Given data START

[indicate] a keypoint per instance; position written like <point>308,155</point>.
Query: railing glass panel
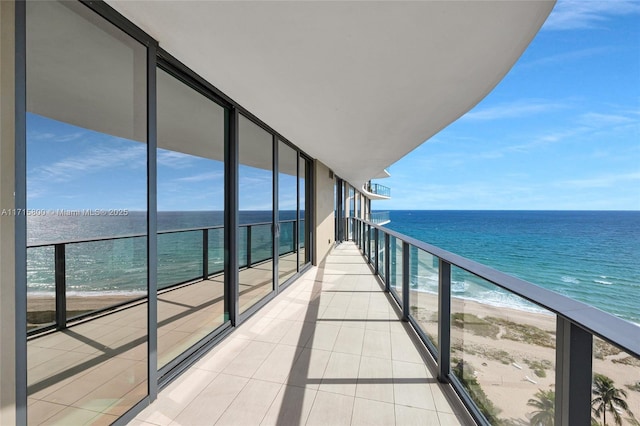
<point>243,244</point>
<point>216,251</point>
<point>615,397</point>
<point>106,273</point>
<point>41,297</point>
<point>179,258</point>
<point>372,245</point>
<point>261,248</point>
<point>502,350</point>
<point>424,292</point>
<point>381,255</point>
<point>395,268</point>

Given data END

Assignment
Before you finish, make sure every line above has been repeated exactly and no picture remains in the copy.

Written response
[indicate] a keypoint per instance; position written like <point>308,155</point>.
Query: railing glass panel
<point>243,244</point>
<point>216,251</point>
<point>615,397</point>
<point>106,273</point>
<point>41,297</point>
<point>179,258</point>
<point>372,245</point>
<point>261,248</point>
<point>502,350</point>
<point>424,292</point>
<point>381,255</point>
<point>395,268</point>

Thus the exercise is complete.